[start Dataset content]
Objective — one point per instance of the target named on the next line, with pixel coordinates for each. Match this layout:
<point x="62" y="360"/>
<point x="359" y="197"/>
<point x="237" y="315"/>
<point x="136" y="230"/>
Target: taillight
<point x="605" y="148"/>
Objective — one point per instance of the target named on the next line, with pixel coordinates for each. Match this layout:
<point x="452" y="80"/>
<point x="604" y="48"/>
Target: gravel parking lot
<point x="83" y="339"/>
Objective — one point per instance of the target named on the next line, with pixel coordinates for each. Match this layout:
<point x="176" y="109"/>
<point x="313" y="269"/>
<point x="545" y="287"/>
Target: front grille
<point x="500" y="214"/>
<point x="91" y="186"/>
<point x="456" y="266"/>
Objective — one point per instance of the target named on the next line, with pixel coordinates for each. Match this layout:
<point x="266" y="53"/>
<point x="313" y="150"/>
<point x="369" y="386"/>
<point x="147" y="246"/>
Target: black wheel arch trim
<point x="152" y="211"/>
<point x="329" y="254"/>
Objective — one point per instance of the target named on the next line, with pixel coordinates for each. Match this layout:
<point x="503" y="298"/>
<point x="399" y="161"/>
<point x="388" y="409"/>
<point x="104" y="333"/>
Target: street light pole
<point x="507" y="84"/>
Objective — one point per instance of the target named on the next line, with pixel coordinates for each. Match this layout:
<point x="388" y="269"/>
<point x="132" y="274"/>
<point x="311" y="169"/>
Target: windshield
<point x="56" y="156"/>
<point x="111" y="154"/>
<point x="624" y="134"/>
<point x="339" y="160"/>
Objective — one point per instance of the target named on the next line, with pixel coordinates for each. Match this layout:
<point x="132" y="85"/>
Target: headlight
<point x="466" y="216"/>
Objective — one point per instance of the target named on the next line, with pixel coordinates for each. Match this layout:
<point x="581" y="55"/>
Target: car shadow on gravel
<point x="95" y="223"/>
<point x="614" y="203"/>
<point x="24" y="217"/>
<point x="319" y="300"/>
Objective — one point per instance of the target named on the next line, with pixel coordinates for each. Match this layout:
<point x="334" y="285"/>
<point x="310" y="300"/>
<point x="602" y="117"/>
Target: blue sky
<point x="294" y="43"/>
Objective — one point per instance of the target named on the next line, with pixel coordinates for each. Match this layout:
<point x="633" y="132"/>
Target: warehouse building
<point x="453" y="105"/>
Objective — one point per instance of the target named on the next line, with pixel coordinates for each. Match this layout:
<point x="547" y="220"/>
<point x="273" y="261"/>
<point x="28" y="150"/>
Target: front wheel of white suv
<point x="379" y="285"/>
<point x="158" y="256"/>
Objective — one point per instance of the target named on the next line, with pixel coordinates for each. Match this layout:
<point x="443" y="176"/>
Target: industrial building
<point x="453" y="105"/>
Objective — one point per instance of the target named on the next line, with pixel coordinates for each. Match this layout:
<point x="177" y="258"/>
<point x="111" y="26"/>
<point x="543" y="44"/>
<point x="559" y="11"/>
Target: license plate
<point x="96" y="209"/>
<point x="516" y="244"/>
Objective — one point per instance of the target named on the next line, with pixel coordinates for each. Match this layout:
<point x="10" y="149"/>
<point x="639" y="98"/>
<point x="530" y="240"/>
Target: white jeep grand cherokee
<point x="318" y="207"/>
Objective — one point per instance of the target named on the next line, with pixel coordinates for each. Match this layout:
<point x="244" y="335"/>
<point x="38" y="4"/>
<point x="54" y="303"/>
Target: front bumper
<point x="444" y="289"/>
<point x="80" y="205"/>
[end Dataset content]
[start Dataset content]
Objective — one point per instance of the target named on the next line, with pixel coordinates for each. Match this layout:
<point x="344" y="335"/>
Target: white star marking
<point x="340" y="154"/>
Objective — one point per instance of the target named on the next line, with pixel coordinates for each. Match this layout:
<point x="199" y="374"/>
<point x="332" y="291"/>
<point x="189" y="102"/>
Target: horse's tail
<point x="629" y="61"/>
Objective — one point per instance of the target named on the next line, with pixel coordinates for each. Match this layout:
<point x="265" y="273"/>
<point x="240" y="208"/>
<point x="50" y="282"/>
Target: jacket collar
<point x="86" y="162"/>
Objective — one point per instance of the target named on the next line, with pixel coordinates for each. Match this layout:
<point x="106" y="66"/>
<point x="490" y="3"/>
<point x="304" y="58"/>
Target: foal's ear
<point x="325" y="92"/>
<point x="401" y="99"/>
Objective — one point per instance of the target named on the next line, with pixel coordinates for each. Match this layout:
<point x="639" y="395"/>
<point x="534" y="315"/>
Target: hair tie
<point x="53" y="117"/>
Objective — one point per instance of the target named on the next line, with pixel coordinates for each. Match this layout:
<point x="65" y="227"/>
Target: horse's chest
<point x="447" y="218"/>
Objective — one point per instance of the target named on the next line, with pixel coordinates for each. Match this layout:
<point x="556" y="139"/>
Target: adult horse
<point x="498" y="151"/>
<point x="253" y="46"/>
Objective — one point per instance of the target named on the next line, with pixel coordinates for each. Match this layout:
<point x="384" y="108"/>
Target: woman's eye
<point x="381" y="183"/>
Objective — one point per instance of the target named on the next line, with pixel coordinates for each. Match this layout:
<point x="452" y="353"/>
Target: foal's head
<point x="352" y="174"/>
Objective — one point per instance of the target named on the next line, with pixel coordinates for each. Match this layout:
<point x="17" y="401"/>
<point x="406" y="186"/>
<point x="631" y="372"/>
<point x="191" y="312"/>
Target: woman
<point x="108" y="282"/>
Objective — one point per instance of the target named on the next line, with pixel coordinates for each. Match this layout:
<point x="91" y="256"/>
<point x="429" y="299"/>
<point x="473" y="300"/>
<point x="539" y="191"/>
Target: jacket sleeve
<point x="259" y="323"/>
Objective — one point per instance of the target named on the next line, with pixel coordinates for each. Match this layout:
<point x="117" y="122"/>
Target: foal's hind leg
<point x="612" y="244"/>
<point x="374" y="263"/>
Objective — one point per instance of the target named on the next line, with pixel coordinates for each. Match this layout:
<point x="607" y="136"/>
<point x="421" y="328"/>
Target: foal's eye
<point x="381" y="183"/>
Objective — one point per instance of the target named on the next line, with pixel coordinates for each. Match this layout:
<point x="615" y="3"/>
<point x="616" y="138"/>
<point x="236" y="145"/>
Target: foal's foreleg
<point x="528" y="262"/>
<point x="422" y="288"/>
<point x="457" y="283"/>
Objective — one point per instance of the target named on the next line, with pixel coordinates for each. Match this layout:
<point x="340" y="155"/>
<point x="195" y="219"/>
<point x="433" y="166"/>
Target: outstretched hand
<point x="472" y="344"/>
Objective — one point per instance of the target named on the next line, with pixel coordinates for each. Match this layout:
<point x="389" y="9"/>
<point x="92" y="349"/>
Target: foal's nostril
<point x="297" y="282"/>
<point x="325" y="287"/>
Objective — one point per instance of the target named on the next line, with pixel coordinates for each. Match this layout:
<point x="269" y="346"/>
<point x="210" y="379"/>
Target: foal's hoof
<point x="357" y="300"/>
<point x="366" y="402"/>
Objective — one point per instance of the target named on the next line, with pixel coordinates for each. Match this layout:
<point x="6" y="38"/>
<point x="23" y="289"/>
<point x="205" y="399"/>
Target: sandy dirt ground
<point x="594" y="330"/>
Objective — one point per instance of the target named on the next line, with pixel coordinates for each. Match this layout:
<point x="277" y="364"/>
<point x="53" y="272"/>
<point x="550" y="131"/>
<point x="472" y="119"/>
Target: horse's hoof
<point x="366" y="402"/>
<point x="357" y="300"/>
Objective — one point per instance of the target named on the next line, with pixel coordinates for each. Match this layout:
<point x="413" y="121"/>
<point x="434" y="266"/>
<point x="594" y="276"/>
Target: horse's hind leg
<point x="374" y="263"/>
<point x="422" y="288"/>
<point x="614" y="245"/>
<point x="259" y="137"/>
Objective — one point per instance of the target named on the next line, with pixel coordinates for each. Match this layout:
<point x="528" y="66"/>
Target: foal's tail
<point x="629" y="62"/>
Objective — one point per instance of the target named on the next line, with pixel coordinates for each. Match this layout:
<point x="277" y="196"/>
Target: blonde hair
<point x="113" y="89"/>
[end Dataset content]
List every line of the items above that contains the string "gravel", matching case exactly.

**Answer to the task:**
Target: gravel parking lot
Target: car shadow on gravel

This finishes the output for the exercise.